Material for this exercise —

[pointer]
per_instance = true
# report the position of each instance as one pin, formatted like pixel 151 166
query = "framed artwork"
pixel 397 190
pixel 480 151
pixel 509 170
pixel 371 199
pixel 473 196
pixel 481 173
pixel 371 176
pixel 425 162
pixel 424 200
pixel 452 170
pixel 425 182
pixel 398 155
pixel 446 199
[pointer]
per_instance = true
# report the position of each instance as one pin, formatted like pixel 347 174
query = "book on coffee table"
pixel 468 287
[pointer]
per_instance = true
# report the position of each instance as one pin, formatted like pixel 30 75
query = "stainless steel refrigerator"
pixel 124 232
* * *
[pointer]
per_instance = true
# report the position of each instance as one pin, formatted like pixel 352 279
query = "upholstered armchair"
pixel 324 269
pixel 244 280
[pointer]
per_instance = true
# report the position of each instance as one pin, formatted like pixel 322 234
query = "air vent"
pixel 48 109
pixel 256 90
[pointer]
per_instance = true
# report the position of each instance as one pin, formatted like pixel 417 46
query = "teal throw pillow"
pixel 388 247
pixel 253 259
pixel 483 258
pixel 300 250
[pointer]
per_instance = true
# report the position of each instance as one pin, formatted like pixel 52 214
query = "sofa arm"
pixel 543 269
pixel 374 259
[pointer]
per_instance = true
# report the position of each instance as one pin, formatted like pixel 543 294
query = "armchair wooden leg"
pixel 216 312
...
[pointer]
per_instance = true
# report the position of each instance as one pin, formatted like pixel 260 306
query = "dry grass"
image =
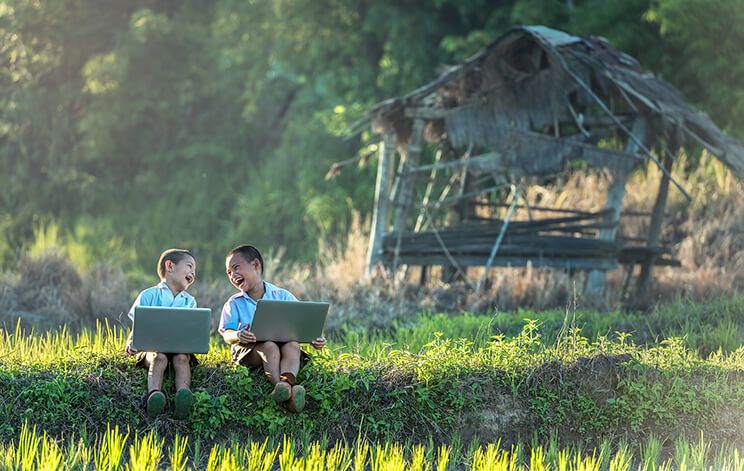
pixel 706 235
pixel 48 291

What is needed — Each line of the listing that includes the word "like" should be copied out.

Output for this task —
# report the position of each instance as one pin, formatted like pixel 151 166
# report the position of each instance as one pin, formatted like pixel 347 174
# report the position of each instance as one pin, formatted like pixel 30 75
# report the position of each instance as one pin, formatted like pixel 352 279
# report the position of each instance as one pin, formatted like pixel 322 234
# report the position of each instance as one pin, formatted like pixel 417 46
# report the position of each instance as one pin, formatted like pixel 52 214
# report the position of each instance as one pin, formatted like pixel 543 294
# report the position of each instance as one pin, formatted like pixel 260 306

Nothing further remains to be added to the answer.